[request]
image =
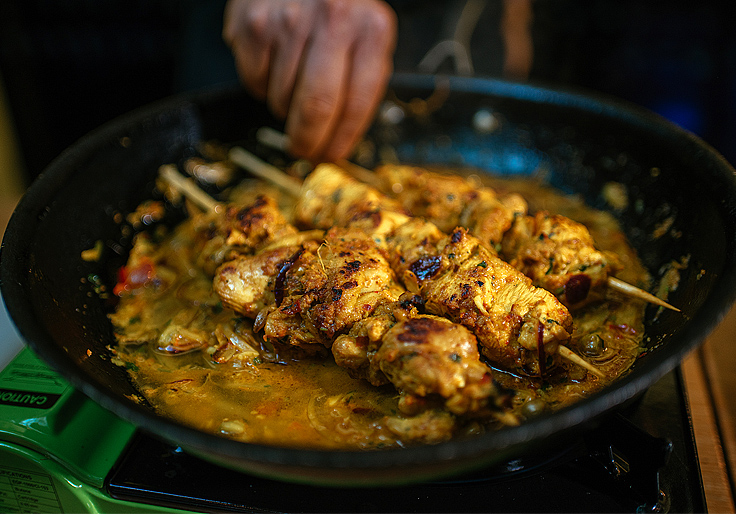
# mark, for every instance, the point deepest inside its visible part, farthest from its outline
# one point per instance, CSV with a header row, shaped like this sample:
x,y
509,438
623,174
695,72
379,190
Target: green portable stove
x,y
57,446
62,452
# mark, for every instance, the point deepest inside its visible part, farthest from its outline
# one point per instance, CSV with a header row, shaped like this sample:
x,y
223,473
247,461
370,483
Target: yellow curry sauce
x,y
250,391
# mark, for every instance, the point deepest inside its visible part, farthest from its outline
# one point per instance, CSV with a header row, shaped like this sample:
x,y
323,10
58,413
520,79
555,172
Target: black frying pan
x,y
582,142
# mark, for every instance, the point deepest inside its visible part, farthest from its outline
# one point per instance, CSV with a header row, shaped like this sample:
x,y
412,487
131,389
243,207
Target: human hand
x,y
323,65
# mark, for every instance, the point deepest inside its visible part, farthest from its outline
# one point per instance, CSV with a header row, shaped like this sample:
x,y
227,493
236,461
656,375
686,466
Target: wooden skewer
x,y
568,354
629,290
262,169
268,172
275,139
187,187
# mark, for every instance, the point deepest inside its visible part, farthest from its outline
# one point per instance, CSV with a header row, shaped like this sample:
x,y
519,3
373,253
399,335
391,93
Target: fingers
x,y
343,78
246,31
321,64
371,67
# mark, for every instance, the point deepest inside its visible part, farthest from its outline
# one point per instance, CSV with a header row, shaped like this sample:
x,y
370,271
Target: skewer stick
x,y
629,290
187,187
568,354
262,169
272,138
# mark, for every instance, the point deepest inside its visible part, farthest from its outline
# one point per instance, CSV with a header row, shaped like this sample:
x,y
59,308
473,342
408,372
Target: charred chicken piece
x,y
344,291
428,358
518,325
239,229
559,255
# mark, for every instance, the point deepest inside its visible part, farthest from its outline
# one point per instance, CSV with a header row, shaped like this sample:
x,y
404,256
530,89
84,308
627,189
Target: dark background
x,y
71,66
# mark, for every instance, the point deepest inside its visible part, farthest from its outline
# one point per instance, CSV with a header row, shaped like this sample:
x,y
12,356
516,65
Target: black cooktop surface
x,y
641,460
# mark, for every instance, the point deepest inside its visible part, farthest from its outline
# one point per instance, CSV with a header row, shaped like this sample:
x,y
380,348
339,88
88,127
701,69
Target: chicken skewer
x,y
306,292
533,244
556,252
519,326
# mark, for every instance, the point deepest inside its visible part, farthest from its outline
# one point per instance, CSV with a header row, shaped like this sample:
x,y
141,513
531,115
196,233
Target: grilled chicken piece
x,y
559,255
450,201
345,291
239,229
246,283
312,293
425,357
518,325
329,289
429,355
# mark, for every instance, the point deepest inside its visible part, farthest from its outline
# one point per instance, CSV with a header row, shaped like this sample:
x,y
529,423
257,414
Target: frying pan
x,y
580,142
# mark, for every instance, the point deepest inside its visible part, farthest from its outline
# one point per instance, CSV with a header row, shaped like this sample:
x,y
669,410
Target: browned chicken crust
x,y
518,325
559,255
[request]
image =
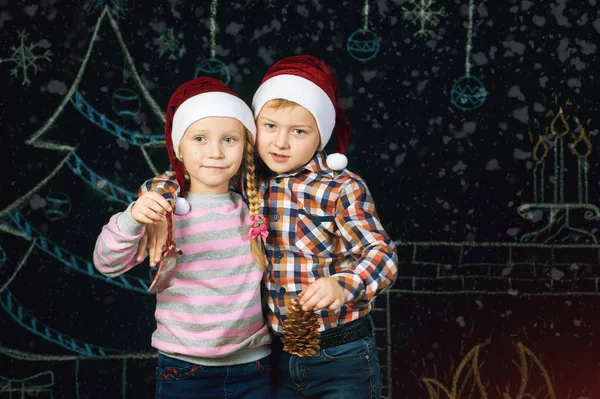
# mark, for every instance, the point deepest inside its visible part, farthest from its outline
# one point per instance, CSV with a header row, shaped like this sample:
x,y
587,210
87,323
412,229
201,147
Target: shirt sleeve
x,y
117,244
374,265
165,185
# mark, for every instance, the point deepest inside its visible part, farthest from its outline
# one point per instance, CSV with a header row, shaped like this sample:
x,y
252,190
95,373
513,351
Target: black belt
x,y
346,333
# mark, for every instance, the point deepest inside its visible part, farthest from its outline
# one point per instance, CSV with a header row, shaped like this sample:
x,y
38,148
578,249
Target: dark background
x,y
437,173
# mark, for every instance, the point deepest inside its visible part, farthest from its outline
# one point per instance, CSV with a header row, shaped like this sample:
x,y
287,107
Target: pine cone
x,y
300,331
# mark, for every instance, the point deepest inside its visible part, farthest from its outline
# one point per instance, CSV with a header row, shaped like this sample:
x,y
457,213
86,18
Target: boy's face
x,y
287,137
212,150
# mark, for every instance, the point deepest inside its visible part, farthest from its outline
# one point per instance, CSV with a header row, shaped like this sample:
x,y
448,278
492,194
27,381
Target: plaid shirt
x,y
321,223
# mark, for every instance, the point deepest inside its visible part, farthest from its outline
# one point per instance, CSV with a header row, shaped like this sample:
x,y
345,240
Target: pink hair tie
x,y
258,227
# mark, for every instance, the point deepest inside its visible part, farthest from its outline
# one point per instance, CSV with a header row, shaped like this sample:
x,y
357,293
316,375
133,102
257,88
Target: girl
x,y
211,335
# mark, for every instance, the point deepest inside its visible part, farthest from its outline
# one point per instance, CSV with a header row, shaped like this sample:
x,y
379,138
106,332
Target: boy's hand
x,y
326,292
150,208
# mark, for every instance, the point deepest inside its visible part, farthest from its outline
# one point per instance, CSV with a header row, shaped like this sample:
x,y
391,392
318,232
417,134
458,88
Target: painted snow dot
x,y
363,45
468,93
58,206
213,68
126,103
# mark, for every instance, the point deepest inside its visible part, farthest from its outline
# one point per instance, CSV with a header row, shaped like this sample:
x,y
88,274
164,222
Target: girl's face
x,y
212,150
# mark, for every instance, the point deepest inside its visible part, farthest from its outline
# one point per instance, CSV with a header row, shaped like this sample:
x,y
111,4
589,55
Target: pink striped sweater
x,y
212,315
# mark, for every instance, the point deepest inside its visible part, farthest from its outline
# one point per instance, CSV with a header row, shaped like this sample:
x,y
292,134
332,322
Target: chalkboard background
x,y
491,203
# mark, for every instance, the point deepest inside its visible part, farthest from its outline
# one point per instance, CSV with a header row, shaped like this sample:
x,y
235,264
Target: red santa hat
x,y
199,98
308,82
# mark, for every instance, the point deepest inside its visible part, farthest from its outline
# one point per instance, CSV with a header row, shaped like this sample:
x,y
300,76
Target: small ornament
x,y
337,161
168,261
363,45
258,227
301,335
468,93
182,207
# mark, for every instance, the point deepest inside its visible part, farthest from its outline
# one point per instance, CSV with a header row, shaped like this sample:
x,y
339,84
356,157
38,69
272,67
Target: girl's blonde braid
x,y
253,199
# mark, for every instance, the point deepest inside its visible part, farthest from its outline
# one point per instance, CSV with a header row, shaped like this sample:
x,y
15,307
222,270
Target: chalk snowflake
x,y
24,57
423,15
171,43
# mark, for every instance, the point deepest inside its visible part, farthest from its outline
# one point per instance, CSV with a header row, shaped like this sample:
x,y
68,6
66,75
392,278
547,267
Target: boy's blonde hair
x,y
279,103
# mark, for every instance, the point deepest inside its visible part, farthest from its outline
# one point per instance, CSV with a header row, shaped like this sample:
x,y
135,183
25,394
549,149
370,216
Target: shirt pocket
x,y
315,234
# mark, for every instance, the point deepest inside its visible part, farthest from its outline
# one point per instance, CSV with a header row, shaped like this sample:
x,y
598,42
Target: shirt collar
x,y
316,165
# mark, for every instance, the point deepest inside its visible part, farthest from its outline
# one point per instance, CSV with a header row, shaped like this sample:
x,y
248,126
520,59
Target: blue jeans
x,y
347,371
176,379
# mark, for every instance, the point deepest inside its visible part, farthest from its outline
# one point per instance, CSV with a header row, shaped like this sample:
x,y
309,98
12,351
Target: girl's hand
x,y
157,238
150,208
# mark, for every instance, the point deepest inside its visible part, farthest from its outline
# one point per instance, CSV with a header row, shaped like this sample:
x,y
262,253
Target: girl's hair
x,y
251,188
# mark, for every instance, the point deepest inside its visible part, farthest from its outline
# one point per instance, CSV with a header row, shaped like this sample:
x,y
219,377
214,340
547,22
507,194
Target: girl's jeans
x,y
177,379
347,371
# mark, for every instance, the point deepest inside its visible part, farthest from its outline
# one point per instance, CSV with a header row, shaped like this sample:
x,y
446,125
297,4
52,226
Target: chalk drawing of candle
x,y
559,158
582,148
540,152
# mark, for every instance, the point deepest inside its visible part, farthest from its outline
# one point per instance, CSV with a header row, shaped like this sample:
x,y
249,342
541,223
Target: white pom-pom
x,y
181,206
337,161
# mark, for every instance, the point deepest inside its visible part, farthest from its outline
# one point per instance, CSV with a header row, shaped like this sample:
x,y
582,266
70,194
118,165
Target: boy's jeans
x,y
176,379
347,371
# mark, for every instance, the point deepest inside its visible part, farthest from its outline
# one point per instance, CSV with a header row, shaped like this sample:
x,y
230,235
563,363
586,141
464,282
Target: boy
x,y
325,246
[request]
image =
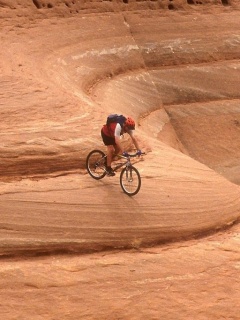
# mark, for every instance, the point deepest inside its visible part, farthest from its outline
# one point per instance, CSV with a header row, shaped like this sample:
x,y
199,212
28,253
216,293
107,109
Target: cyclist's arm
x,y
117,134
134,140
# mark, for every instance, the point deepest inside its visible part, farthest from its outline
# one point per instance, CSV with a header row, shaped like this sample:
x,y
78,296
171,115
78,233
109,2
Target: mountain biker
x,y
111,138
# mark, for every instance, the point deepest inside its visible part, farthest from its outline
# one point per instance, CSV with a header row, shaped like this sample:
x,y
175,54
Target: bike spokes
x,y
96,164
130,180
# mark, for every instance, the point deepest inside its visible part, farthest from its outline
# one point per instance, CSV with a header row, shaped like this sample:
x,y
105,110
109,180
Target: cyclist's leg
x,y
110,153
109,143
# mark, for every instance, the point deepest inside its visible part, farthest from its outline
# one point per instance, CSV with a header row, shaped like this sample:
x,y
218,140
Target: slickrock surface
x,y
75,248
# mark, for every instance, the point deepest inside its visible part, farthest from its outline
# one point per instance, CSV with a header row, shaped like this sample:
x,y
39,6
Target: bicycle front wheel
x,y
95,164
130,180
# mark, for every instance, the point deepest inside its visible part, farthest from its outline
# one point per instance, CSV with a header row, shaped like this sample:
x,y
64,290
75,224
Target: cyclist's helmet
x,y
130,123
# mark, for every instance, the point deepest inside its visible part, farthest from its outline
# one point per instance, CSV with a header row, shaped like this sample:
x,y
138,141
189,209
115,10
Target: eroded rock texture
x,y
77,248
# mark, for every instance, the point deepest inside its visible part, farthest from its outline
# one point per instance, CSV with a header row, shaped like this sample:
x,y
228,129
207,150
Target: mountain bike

### [Set problem]
Please pick out each line in the records above that contains the word "blonde" and copy those lines in full.

### [The reply]
Target: girl's blonde braid
Target: boy's blonde hair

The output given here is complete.